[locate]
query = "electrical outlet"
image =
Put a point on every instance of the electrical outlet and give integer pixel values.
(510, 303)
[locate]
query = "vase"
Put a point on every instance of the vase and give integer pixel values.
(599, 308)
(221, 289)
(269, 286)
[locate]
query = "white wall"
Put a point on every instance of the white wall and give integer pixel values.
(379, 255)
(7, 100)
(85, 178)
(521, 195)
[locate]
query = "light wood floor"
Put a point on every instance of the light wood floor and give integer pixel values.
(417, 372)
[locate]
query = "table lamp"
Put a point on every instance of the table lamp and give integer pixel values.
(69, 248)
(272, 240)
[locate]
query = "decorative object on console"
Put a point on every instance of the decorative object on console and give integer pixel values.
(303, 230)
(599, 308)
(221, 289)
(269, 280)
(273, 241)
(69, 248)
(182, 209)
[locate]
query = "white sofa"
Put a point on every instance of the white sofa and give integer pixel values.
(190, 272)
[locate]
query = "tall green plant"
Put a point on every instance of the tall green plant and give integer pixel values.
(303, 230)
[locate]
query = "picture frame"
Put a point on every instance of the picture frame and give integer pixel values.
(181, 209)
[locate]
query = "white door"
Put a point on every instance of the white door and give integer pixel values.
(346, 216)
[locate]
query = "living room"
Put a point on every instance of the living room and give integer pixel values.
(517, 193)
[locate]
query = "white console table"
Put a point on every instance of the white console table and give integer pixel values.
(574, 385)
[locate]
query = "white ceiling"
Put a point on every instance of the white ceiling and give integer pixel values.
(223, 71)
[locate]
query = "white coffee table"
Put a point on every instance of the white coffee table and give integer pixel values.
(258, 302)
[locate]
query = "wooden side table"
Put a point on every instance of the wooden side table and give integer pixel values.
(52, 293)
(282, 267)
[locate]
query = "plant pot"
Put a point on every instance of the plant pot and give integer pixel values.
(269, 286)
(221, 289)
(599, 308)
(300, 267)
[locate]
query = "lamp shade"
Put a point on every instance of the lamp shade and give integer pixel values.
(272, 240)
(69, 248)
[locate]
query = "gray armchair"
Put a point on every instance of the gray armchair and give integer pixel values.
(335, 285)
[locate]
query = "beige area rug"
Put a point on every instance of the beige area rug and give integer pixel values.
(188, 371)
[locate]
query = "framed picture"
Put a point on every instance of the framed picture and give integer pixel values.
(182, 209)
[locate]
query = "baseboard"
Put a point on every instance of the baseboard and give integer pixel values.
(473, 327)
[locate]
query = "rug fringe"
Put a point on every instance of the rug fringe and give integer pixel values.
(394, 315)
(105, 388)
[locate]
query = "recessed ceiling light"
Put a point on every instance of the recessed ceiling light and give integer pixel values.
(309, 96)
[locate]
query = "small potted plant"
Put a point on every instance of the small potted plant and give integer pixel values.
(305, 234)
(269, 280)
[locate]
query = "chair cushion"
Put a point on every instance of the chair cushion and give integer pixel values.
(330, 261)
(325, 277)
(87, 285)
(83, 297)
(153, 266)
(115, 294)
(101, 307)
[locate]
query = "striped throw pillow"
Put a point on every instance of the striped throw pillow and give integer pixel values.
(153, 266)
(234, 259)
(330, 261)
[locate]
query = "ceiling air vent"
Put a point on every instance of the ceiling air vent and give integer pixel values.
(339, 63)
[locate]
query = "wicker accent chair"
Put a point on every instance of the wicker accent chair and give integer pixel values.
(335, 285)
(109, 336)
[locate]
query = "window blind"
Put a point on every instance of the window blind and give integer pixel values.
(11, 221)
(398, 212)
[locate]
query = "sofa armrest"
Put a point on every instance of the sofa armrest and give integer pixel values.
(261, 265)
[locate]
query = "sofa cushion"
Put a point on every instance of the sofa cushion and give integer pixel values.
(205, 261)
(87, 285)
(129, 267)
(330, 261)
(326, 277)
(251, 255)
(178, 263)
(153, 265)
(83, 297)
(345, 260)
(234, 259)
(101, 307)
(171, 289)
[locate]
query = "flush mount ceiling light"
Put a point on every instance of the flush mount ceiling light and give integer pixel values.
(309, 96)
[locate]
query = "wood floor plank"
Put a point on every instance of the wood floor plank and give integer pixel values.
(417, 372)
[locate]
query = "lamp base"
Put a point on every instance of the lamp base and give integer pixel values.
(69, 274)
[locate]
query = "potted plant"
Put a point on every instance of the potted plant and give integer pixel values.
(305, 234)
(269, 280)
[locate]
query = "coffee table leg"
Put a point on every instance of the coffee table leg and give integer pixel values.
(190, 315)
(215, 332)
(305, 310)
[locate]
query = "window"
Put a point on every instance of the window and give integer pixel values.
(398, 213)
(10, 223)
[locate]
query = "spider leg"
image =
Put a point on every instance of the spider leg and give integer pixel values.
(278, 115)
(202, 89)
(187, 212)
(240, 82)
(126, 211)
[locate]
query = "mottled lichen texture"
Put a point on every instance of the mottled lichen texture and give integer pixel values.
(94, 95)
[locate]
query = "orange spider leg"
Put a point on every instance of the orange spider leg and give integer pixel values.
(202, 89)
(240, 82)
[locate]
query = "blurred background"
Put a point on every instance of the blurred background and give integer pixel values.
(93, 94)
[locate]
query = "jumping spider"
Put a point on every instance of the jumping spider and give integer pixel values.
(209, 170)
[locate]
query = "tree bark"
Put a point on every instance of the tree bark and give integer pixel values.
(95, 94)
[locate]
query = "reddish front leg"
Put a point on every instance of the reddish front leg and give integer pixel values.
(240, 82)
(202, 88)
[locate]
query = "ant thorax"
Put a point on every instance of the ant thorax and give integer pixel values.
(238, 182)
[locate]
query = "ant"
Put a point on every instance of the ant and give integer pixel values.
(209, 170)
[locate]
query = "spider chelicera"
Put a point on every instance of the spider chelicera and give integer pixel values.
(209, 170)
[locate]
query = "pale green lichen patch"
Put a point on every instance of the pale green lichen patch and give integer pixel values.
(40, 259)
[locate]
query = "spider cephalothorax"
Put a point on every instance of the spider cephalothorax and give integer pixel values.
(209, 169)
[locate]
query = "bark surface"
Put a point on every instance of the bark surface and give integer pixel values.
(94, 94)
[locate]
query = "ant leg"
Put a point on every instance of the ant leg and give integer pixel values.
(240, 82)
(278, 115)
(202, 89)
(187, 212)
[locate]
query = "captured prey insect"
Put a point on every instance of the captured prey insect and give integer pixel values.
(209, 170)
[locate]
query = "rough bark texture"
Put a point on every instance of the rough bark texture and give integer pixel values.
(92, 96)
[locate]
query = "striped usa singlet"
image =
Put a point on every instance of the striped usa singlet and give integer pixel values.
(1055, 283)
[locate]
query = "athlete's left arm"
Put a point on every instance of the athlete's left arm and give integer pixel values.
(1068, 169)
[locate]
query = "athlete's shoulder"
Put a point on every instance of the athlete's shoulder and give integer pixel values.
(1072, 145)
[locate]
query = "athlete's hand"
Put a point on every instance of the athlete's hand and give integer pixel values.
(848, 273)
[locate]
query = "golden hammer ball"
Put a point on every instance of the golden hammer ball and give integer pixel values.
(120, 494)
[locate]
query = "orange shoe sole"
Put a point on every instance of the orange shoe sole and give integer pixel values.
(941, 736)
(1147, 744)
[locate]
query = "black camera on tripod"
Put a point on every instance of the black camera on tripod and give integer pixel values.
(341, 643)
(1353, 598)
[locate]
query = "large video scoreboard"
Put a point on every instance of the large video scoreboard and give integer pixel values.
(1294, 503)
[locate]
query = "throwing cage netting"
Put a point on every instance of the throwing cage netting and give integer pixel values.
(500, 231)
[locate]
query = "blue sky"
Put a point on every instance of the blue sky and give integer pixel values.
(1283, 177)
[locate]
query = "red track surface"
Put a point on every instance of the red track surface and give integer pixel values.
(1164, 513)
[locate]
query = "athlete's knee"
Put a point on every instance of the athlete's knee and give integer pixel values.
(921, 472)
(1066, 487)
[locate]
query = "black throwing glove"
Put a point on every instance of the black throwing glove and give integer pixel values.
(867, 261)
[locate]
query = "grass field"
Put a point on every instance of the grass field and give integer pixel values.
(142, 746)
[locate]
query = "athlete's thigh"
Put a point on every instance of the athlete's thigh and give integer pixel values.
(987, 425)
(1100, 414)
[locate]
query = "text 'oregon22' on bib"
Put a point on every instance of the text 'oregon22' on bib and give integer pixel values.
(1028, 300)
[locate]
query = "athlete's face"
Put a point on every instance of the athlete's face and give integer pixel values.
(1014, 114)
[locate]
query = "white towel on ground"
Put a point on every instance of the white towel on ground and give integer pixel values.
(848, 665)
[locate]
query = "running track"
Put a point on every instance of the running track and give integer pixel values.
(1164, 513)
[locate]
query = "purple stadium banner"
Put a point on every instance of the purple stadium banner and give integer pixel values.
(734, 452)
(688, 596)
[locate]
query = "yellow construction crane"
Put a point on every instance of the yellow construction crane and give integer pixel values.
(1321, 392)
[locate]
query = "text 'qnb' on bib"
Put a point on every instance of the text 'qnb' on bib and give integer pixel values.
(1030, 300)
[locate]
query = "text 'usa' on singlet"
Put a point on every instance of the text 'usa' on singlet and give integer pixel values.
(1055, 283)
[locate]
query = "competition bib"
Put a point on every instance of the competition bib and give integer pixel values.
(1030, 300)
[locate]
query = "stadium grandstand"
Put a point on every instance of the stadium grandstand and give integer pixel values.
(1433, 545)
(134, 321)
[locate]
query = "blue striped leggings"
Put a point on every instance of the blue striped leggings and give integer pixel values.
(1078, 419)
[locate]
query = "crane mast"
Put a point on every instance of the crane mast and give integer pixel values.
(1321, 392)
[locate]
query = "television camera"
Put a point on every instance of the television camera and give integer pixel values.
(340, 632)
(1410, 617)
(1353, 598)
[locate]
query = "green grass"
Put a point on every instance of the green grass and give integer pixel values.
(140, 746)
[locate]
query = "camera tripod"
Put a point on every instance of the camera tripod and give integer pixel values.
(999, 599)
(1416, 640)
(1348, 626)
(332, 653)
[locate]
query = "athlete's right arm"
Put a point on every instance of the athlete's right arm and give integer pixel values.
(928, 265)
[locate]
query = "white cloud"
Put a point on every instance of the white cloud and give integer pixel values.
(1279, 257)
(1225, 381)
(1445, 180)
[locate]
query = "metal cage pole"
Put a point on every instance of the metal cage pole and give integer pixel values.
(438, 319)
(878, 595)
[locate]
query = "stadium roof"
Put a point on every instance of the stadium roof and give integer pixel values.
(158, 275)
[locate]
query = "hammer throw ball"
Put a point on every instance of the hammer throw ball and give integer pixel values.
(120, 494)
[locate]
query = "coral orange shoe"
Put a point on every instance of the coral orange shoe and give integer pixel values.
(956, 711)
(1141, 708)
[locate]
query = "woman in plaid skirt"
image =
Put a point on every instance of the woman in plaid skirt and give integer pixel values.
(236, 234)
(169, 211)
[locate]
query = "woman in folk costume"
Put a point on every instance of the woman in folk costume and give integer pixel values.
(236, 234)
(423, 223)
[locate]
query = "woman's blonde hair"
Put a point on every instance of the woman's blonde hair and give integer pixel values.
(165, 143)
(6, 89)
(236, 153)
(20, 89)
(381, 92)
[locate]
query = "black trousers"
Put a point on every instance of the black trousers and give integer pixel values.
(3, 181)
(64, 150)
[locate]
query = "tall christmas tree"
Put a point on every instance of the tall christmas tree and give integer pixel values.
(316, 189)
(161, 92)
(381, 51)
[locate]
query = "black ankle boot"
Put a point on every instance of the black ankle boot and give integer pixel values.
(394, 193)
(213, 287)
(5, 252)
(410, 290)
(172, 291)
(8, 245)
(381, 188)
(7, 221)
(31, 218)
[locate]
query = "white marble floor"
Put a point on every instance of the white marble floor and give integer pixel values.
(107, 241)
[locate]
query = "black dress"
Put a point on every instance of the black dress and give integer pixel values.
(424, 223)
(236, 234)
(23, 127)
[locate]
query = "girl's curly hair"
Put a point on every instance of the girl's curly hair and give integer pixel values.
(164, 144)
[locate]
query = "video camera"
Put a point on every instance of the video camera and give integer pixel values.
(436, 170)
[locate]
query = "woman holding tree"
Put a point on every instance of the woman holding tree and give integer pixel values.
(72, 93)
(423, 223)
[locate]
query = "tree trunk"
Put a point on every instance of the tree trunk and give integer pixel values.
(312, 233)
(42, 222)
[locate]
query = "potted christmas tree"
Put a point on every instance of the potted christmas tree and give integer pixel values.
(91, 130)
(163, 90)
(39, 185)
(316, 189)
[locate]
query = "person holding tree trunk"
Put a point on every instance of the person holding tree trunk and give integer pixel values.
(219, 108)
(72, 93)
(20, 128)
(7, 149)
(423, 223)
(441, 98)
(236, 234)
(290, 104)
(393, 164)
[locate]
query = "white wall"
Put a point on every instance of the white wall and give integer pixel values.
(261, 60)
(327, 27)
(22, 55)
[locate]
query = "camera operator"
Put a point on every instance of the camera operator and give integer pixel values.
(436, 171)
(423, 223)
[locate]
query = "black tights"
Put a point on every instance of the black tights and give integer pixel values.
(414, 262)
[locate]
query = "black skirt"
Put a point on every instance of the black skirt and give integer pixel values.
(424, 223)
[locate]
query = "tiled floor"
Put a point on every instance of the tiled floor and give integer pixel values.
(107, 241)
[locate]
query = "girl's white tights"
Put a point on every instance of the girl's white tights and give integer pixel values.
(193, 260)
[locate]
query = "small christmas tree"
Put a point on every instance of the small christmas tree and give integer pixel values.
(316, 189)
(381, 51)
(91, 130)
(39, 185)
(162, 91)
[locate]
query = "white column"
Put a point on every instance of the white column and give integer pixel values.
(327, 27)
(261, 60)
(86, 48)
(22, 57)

» **Exercise directions**:
List every line of the records above that contains the word "competition", copying each line in full.

» **Task result**:
query = "competition bib"
Put a point on every instance of the competition bib and give integer pixel values.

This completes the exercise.